Exercise details »
Except for the pictures, write out all the records that follow exactly.

Task material section start

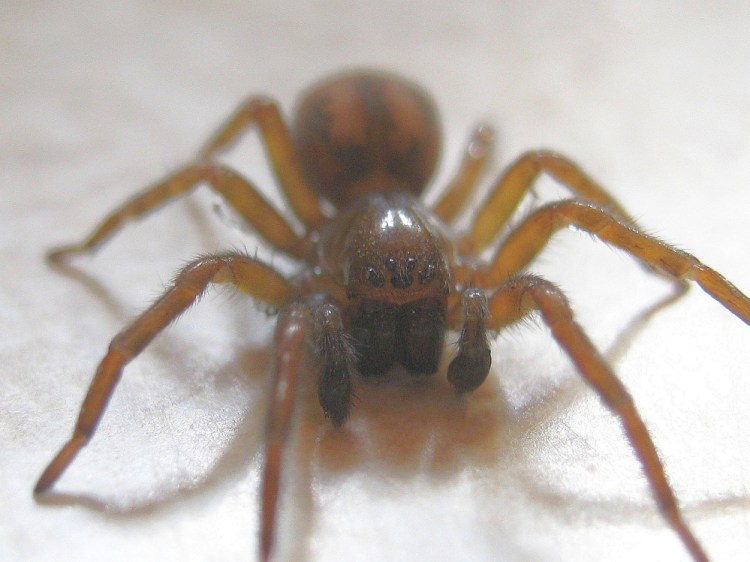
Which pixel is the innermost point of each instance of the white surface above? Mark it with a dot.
(101, 97)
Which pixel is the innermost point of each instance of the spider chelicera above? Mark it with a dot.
(383, 277)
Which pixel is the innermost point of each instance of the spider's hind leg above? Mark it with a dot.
(247, 274)
(533, 234)
(522, 296)
(239, 192)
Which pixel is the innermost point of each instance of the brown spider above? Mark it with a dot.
(383, 278)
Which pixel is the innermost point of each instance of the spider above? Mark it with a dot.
(382, 276)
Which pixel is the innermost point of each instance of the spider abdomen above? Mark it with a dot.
(362, 132)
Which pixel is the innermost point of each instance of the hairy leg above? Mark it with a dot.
(522, 296)
(526, 241)
(517, 179)
(264, 113)
(293, 329)
(247, 274)
(242, 195)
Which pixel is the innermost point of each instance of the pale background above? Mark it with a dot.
(98, 98)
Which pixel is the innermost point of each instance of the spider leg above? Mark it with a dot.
(472, 363)
(264, 113)
(247, 274)
(458, 191)
(335, 347)
(334, 390)
(521, 296)
(292, 330)
(239, 192)
(517, 179)
(526, 241)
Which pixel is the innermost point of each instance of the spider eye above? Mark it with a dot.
(375, 278)
(428, 274)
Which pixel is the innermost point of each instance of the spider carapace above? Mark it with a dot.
(382, 276)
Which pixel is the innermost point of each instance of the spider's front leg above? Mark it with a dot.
(517, 179)
(522, 296)
(264, 112)
(533, 234)
(239, 192)
(247, 274)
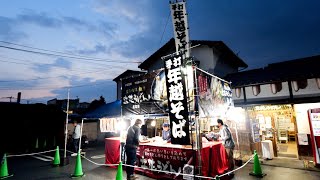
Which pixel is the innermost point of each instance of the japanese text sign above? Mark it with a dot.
(180, 27)
(177, 100)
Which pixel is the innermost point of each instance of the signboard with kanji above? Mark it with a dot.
(180, 27)
(177, 100)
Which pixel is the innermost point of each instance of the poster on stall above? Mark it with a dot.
(255, 132)
(302, 138)
(144, 94)
(180, 27)
(215, 96)
(177, 100)
(315, 121)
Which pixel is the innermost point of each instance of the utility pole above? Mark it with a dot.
(65, 161)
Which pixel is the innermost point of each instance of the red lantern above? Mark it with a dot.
(256, 90)
(238, 92)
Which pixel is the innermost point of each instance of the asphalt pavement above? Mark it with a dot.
(39, 167)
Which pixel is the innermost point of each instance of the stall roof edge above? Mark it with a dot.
(302, 68)
(169, 47)
(127, 73)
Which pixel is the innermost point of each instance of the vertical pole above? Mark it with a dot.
(66, 128)
(81, 127)
(197, 121)
(121, 120)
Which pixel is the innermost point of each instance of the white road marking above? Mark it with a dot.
(98, 156)
(41, 158)
(49, 157)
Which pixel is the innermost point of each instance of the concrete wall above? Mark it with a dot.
(209, 61)
(266, 92)
(90, 129)
(311, 90)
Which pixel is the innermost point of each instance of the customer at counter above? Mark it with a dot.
(228, 143)
(166, 134)
(131, 146)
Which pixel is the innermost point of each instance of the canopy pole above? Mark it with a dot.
(66, 128)
(212, 75)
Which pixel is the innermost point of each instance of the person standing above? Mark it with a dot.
(228, 142)
(76, 137)
(132, 143)
(166, 135)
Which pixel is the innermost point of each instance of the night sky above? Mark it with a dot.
(109, 37)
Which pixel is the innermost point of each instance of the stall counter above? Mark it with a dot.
(170, 157)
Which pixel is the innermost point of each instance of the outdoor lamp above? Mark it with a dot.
(238, 92)
(153, 123)
(318, 82)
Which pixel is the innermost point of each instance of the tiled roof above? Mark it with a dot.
(169, 47)
(303, 68)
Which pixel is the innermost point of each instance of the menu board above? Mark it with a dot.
(255, 132)
(315, 120)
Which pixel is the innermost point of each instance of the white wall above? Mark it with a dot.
(301, 111)
(205, 55)
(90, 129)
(311, 90)
(266, 92)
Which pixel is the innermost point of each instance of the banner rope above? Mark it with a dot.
(30, 154)
(169, 172)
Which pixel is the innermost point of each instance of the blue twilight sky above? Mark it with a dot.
(110, 36)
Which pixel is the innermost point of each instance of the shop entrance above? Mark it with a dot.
(277, 123)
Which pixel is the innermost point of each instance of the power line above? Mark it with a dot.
(164, 30)
(35, 79)
(55, 87)
(66, 56)
(13, 62)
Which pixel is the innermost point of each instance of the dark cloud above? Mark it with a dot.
(99, 48)
(136, 46)
(106, 28)
(41, 19)
(90, 90)
(12, 28)
(261, 32)
(60, 62)
(9, 30)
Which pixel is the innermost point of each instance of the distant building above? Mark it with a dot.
(127, 73)
(277, 98)
(214, 57)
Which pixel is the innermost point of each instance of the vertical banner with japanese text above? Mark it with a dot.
(177, 100)
(180, 27)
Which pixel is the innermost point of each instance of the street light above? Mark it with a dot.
(153, 124)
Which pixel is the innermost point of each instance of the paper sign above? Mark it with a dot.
(303, 139)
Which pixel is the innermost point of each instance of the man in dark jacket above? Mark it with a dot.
(227, 141)
(132, 144)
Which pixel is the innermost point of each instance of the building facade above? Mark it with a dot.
(277, 98)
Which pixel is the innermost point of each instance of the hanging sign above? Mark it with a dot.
(180, 27)
(315, 121)
(177, 100)
(215, 96)
(143, 94)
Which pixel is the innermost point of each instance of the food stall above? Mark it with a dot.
(207, 98)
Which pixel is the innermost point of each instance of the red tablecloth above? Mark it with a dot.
(219, 161)
(171, 158)
(112, 150)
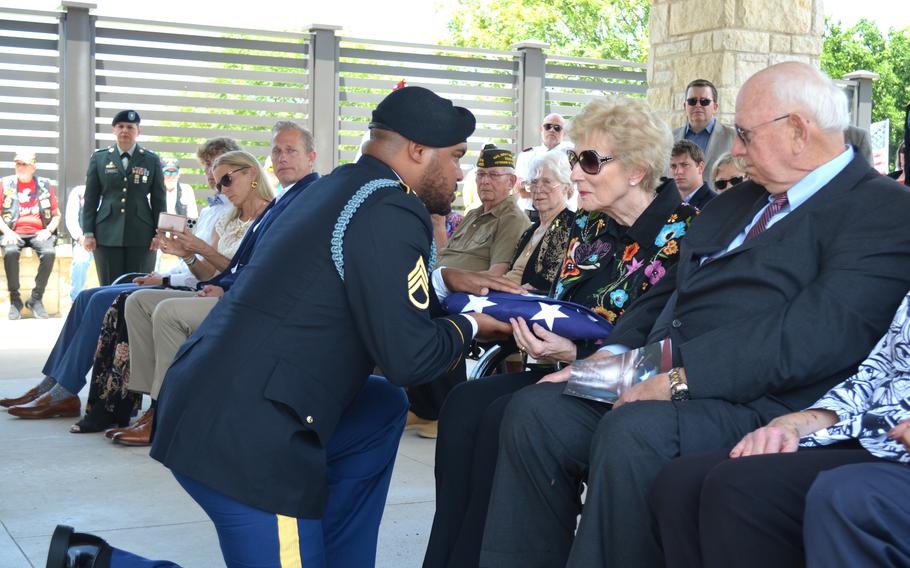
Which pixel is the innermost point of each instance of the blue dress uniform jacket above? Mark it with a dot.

Task material section end

Answer to the exercise »
Which pixel is the innermost point of each instance of the white surface above? Mark it with a dot.
(101, 97)
Which pixel is the innermost point of each instance of the spider chelicera above? Mark it with a dot.
(383, 277)
Which pixel is the innermost point of each instance of the spider's hind leg above? Mark it with a dot.
(247, 274)
(533, 234)
(522, 296)
(239, 192)
Which pixel is the innermost point of each instance of the brown spider above? Mark it with a dot.
(383, 278)
Which pixel is the innermost point of each instance of the spider above? Mark it with a dot.
(382, 276)
Which pixel is the innermost point of each instance of the spider abdomen above? Mark it with a dot.
(362, 132)
Which pixel is the innermost point of each instance of the hairy leg above? Mark it with a dot.
(522, 296)
(526, 241)
(517, 179)
(264, 113)
(293, 329)
(247, 274)
(242, 195)
Which pixel is the innermost point of each instance of the pale background above? Mark it with a dot.
(98, 98)
Which pixel is the innermost point of each instance of the spider leg above? Mark it with a dot.
(472, 363)
(264, 113)
(247, 274)
(458, 191)
(335, 347)
(334, 390)
(521, 296)
(292, 330)
(239, 192)
(517, 179)
(526, 241)
Which pixel is the innermost point of each instance of the spider eye above? Mark it with a dot.
(375, 278)
(428, 274)
Which pixel is the innermost point of each instance of the spider carapace above? Mark it with a dot.
(382, 276)
Which pixel is the innermost point of each instance of the spider's front leg above? Mark it with a dot.
(517, 179)
(522, 296)
(264, 112)
(533, 234)
(239, 192)
(247, 274)
Which pixel is the innermost point of each instance of the japanese text sign above? Mark it with a dot.
(180, 27)
(177, 100)
Which pixel is the innermost point of each instance of the signboard with kanji above? Mark it with a dot.
(180, 27)
(177, 100)
Which pixel is the innermost point of each instance of the poster on stall above? Mark it with a dot.
(255, 132)
(302, 138)
(144, 94)
(180, 27)
(215, 96)
(177, 100)
(315, 121)
Which pixel is the innermost point of each instance of the utility pole above? Mark it with a dot.
(65, 161)
Which pixel is the innermost point of each instance of the red lantern above? Mark it with a dot.
(256, 90)
(238, 92)
Which pixel is the innermost point of each instance of the asphalt pavement above? Mark it with a dot.
(39, 167)
Which pixel is the innermost point of each instance of the stall roof edge above? Mark it with a dot.
(302, 68)
(169, 47)
(127, 73)
Which pixel is the innermost point of each instance of the vertical pole above? Mark it with a dot.
(66, 128)
(81, 127)
(197, 121)
(121, 120)
Which pixel is the innermost point of each instance of the white road marking above? Mark it with a dot.
(98, 156)
(41, 158)
(49, 157)
Which pixel is the innermost point of each instance of the concrete wall above? Mark it with a dot.
(209, 61)
(266, 92)
(90, 129)
(311, 90)
Which pixel is the innermost point of each instance of the customer at counter above? Mark it with a dot.
(228, 143)
(166, 134)
(131, 146)
Which pixel is the innermost point of each instance of the canopy pole above? Mark it with a dot.
(66, 128)
(212, 75)
Which pixel is the innermost point of each instance of the person standing above? Mark it with a dot.
(228, 142)
(76, 137)
(132, 143)
(166, 135)
Which pixel is the innermost point of each instance of the night sky above? Mark it with a dot.
(109, 37)
Which pixel is the innermost point of each instance of the stall counter above? Mark it with a dot.
(170, 157)
Which pixel is the innermost point of each instance of the outdoor lamp above? Mark it with a dot.
(238, 92)
(153, 123)
(318, 82)
Which pixel is the innermost point of each instance of the tiled roof above? Mark it with a dot.
(169, 47)
(303, 68)
Which pixel is the innermost point of each instance of the menu board above? Mark it with a dot.
(255, 132)
(315, 120)
Which pixel is the innermost point of each instance of the white wall above? Mark it with a dot.
(301, 111)
(205, 55)
(90, 129)
(311, 90)
(266, 92)
Which pixel is the innermost point of each instance of the banner rope above? Mark it with a dot.
(30, 154)
(169, 172)
Which pixel is the innermost point of each instance of the blue twilight sky above? Mark it with a dot.
(110, 36)
Which pixel is the innermost point of each instance of the shop entrance above? Mark it with a dot.
(277, 123)
Which pixel is the innermost point of each instance of the power line above? Mark it with a dot.
(164, 30)
(35, 79)
(55, 87)
(66, 56)
(13, 62)
Which pixel is the innermost point of each instance of the dark cloud above? Mark it with a dot.
(99, 48)
(136, 46)
(106, 28)
(41, 19)
(90, 90)
(12, 28)
(261, 32)
(60, 62)
(9, 30)
Which pixel is the innermost point of each instance of the distant building above? Mark it with a dot.
(127, 73)
(277, 98)
(214, 57)
Which pixel is the innermost point of each instance of the vertical banner with japanese text above? Mark it with a dot.
(177, 100)
(180, 27)
Which pixel is the innermost point of each instance of the street light above? Mark it with a dot.
(153, 124)
Which pixel is the innermost point of each instance of the paper sign above? Mark it with a dot.
(303, 139)
Which pixel is the innermost point of each instance of the man in dark jacket above? Mark it with a dot.
(227, 141)
(132, 144)
Which pixel is the innermost point of each instance of the building facade above? Mark it with a dot.
(277, 98)
Which pixel is the innermost point of each instance of the hanging sign above? Mark it with a dot.
(180, 27)
(315, 121)
(177, 100)
(215, 96)
(143, 94)
Which pixel is the innermost point of each instance of the food stall above? Mark it with a dot.
(207, 98)
Which pixel is the innermost point of each instance of the red tablecloth above? Mark it with a dot.
(219, 161)
(171, 158)
(112, 150)
Which pixel is the innermost point of each instance of the blue dress uniform jacket above? Mark it with a dot.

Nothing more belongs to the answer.